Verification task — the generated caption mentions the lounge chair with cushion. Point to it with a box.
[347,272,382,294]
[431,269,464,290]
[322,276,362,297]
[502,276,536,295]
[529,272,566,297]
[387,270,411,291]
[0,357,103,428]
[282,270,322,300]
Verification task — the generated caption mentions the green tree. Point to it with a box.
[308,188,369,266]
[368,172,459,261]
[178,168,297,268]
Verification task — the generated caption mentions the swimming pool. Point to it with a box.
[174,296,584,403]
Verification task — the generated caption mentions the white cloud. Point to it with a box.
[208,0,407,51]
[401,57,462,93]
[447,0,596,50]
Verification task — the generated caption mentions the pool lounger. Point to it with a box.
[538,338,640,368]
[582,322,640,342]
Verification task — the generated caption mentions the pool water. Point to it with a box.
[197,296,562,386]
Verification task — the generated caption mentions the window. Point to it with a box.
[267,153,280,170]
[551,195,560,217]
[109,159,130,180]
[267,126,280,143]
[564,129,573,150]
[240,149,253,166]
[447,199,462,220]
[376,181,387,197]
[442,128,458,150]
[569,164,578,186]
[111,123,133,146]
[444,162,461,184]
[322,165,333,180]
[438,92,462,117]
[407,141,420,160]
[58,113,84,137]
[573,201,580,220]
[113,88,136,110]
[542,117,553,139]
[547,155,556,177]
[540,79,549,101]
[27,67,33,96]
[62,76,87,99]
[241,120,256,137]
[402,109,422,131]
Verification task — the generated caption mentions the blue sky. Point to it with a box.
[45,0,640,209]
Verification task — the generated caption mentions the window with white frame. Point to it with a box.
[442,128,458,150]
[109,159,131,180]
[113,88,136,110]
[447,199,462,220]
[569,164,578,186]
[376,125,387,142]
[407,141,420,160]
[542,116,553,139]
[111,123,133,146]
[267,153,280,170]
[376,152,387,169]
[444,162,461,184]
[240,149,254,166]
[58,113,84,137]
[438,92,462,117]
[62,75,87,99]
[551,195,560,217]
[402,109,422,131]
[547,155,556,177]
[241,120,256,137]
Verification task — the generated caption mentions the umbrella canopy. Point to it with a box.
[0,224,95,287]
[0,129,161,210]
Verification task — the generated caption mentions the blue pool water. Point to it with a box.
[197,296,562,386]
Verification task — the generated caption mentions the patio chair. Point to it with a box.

==*==

**任务要求**: 请把从含有"Verification task — the generated caption mentions the window."的那一行起、到条目末尾止的部分（首尾两端都包括）逐行重写一遍，把其中所有方框坐标的每个数值都加上137，其余文字照原样保留。

**书面作答**:
Verification task — the generated caption mentions the window. Point to it with a box.
[404,290,417,307]
[688,332,697,354]
[246,296,267,317]
[404,263,417,280]
[701,266,710,287]
[377,286,390,303]
[584,336,599,357]
[513,318,524,334]
[579,265,595,287]
[706,301,715,323]
[248,260,270,283]
[581,299,598,321]
[459,302,470,317]
[575,229,599,254]
[544,278,557,297]
[195,250,221,274]
[710,338,717,357]
[250,225,273,247]
[679,254,690,276]
[684,292,693,314]
[677,216,686,238]
[164,204,170,233]
[199,213,224,236]
[378,257,393,274]
[539,246,559,268]
Verification task — the generated caption mentions the blue sky. Point to it with a box.
[182,137,777,346]
Verification task — the generated caption mentions the window with white frame. Point to it with a box.
[579,265,595,287]
[246,296,268,317]
[250,225,273,247]
[584,336,599,357]
[706,301,715,323]
[513,262,524,279]
[544,278,557,297]
[679,253,690,276]
[248,260,270,283]
[404,290,417,307]
[513,289,524,306]
[581,299,598,321]
[377,286,391,303]
[195,250,221,274]
[575,229,599,254]
[199,212,224,236]
[688,332,697,354]
[539,246,559,268]
[684,292,693,314]
[378,257,393,274]
Verification task — the generated caption mentions the umbrella canopy. Point to it with a box.
[137,361,232,424]
[137,266,298,347]
Verification task — the generated caption mentions the blue pool water. Point to it with a box.
[334,433,699,523]
Verification task — the generated caption mentions the patio chair. Point to it with a box.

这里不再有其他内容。